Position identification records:
■ ■ ■ ■ ■ ■ ■
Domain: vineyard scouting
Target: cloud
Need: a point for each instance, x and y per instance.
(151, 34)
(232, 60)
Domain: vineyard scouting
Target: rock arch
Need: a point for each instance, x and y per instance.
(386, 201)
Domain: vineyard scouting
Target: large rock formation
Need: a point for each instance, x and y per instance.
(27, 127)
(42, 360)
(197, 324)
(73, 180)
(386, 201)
■ ■ ■ ■ ■ ■ ■
• [PROBLEM STATEMENT] Change every occurrence of "vineyard scouting" in the records to "orchard scouting", then reproduce all the records with nothing else altered.

• [THE COMPLETED TASK]
Domain: orchard scouting
Target: cloud
Need: a point for each instance, x and y per instance.
(151, 34)
(232, 60)
Domain: orchard scouting
Target: rock arch
Need: a point for each instance, x and y per instance.
(386, 201)
Domain: orchard scouting
Target: large rock formation
Need: a point for each instance, x and y per instance.
(27, 127)
(42, 360)
(197, 324)
(73, 180)
(386, 201)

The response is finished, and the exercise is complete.